▶ Text for analysis
Jeanette Mbango, a mother of five girls, was raped in 2002. As the second rapist stepped up, her husband broke free of his bonds and tried to help but was killed right in front of her. She was separated from her children for nine months until the local church reunited them. Then she lost her leg to a mortar shell. After a year in a hospital she joined WFW-DRC and began to recover.
Now she is settled in Bukavu and making a living sewing and selling these dolls. All of the dolls are of women in colorful clothes, in scenes from daily life. Remarkable to me, every one of the dolls has a smile on her face. Jeanette is a strong woman.
My work here is to help design activities that will enable the women in the program to earn an income. To do this, we match the economic opportunities in the local market to the skills and interests of the women in the program. This determines the focus of our vocational training program. In DRC, the sectors are sewing & tailoring, tie-dying fabric, soap making, growing vegetables, raising goats, and making ceramic floor tiles.
In addition to the training, the women save some of your sponsorship money to buy equipment they will need to operate their own small businesses. Often, the women will form groups like cooperatives to share expenses and to sell their products together.
As you know, WFWI works in poor countries and we focus our attention on the poorest of the poor, the socially excluded women who are victims of conflict. It’s a challenging task, and one very significant goal of our work is to help the women learn to support themselves. We’re showing some progress here in eastern DRC, but there’s a long way to go.

▶ Dataset entries

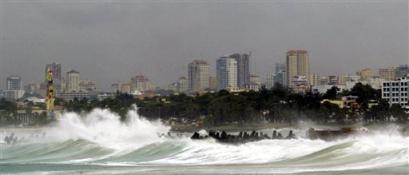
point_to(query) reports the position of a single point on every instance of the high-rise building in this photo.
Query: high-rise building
(73, 81)
(125, 88)
(226, 68)
(402, 71)
(387, 73)
(243, 69)
(279, 67)
(183, 85)
(115, 88)
(57, 75)
(297, 64)
(88, 86)
(255, 79)
(141, 83)
(32, 88)
(198, 76)
(212, 83)
(365, 74)
(14, 83)
(280, 78)
(332, 80)
(269, 83)
(396, 91)
(314, 79)
(56, 70)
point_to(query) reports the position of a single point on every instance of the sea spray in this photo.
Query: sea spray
(105, 128)
(81, 143)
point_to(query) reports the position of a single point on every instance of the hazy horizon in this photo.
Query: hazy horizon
(110, 41)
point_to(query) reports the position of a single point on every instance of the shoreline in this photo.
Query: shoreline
(301, 124)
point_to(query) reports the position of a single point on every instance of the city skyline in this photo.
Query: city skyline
(107, 42)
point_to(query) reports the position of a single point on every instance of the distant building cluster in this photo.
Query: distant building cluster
(232, 73)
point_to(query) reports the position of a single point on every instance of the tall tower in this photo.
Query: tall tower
(243, 69)
(198, 76)
(50, 96)
(73, 81)
(226, 68)
(57, 76)
(14, 83)
(298, 64)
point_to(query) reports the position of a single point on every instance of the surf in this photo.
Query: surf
(100, 138)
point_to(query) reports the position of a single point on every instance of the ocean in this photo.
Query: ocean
(98, 143)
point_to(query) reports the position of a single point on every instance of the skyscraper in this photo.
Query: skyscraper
(243, 69)
(14, 83)
(279, 67)
(226, 68)
(402, 71)
(57, 76)
(198, 76)
(73, 81)
(141, 83)
(56, 69)
(297, 64)
(387, 73)
(365, 74)
(183, 85)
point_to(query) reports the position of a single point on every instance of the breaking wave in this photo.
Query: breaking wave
(100, 139)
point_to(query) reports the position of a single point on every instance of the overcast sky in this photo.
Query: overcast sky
(110, 41)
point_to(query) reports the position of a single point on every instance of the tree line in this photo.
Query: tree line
(278, 104)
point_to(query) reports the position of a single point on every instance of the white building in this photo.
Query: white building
(226, 69)
(198, 76)
(396, 92)
(73, 81)
(14, 83)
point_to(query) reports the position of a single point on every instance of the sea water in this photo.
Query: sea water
(99, 143)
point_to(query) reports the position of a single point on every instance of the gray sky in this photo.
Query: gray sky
(110, 41)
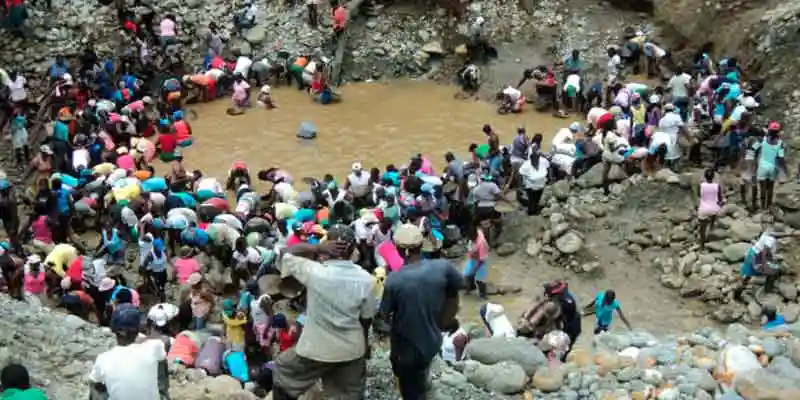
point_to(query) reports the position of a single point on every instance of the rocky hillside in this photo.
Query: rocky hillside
(59, 350)
(763, 34)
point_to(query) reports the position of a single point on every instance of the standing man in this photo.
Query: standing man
(341, 305)
(419, 300)
(313, 12)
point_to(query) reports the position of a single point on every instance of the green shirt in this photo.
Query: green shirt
(28, 394)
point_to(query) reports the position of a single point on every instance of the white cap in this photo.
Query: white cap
(750, 102)
(162, 313)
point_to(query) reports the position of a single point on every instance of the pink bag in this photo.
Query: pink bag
(389, 252)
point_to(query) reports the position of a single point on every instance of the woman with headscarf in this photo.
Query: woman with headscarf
(760, 261)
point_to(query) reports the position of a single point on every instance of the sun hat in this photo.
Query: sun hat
(162, 313)
(66, 283)
(194, 278)
(750, 102)
(126, 318)
(106, 284)
(408, 236)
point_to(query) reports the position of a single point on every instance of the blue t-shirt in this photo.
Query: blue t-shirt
(61, 131)
(604, 312)
(194, 237)
(155, 184)
(779, 321)
(187, 199)
(305, 215)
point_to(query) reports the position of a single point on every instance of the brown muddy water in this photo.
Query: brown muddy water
(377, 124)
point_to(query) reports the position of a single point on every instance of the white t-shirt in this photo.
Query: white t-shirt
(250, 255)
(678, 85)
(80, 158)
(17, 88)
(613, 65)
(534, 178)
(658, 52)
(215, 73)
(574, 81)
(211, 184)
(130, 372)
(359, 185)
(158, 198)
(512, 93)
(243, 65)
(285, 191)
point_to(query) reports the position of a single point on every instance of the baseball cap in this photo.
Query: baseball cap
(126, 318)
(407, 236)
(162, 313)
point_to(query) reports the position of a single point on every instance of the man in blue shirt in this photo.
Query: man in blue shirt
(58, 68)
(605, 303)
(774, 320)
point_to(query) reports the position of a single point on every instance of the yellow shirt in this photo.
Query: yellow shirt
(104, 169)
(234, 329)
(380, 276)
(62, 255)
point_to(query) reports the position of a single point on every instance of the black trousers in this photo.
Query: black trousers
(534, 197)
(411, 370)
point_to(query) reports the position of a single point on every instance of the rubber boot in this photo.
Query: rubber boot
(482, 293)
(280, 394)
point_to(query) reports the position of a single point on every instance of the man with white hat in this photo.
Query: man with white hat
(341, 304)
(417, 299)
(357, 184)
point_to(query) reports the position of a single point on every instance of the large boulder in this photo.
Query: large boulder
(495, 350)
(735, 252)
(504, 377)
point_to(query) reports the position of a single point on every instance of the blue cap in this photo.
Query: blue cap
(126, 318)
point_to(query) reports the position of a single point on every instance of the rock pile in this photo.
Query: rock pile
(59, 351)
(667, 235)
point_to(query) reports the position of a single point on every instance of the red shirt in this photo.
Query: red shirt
(339, 17)
(75, 271)
(286, 339)
(603, 119)
(168, 142)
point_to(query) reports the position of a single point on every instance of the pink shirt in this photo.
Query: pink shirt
(293, 240)
(125, 161)
(427, 167)
(240, 90)
(479, 249)
(137, 105)
(185, 267)
(34, 284)
(41, 231)
(167, 27)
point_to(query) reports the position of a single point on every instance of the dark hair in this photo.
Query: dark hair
(709, 174)
(15, 376)
(124, 296)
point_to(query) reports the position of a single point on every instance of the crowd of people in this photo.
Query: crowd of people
(364, 253)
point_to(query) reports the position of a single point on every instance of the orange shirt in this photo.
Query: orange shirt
(339, 17)
(200, 79)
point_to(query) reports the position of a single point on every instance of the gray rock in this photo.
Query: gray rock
(495, 350)
(570, 243)
(735, 252)
(504, 377)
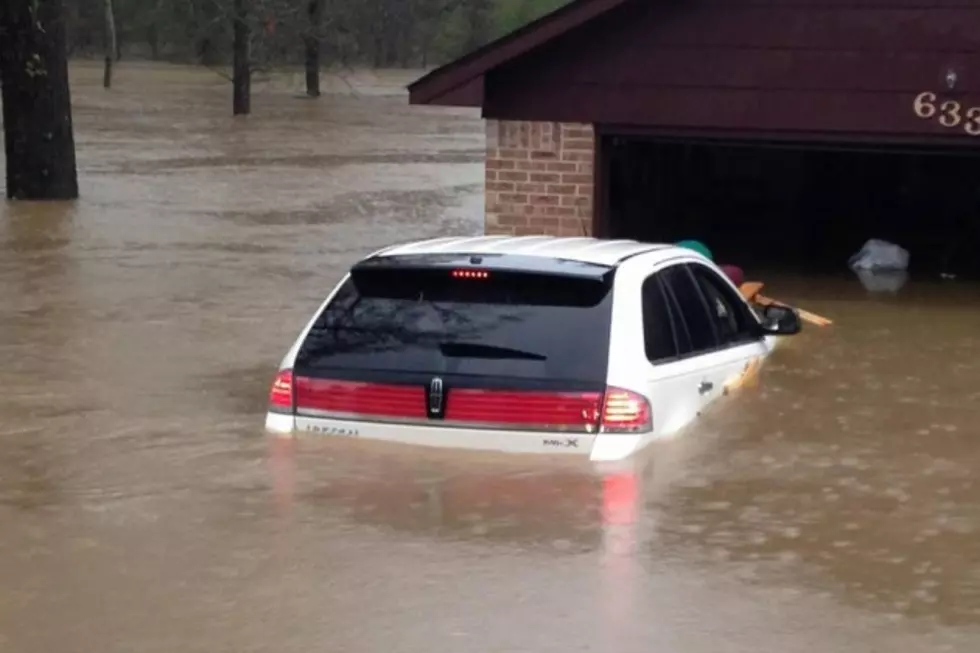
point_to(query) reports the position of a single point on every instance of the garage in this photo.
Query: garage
(794, 205)
(781, 133)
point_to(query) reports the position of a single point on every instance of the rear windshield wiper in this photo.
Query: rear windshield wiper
(475, 350)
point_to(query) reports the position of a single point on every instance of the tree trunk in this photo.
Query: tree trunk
(110, 44)
(479, 24)
(38, 135)
(242, 75)
(315, 12)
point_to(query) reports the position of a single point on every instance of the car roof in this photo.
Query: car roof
(586, 250)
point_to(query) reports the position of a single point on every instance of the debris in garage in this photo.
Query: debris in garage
(880, 255)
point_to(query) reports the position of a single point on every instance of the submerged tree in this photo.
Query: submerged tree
(314, 10)
(111, 49)
(38, 136)
(241, 60)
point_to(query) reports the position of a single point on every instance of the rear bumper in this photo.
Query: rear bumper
(597, 447)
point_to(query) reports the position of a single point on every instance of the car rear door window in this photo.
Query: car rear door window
(728, 312)
(660, 328)
(692, 307)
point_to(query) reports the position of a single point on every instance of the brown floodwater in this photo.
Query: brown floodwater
(833, 507)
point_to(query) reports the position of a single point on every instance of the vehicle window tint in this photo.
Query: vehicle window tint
(522, 325)
(731, 318)
(658, 329)
(692, 308)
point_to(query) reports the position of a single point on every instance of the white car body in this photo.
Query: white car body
(677, 390)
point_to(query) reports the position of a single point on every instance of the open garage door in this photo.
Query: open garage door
(767, 205)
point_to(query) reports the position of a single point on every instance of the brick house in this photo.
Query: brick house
(652, 119)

▶ Tasks to complete
**1)** According to the passage about Jeanette Mbango, how long was she separated from her children before the local church reunited them?
**2)** From the passage about Jeanette Mbango, print the words starting at "In addition to" and ending after "long way to go.".
The data above has no connection to the passage about Jeanette Mbango.

▶ Responses by item number
**1)** Nine months.

**2)**
In addition to the training, the women save some of your sponsorship money to buy equipment they will need to operate their own small businesses. Often, the women will form groups like cooperatives to share expenses and to sell their products together.
As you know, WFWI works in poor countries and we focus our attention on the poorest of the poor, the socially excluded women who are victims of conflict. It’s a challenging task, and one very significant goal of our work is to help the women learn to support themselves. We’re showing some progress here in eastern DRC, but there’s a long way to go.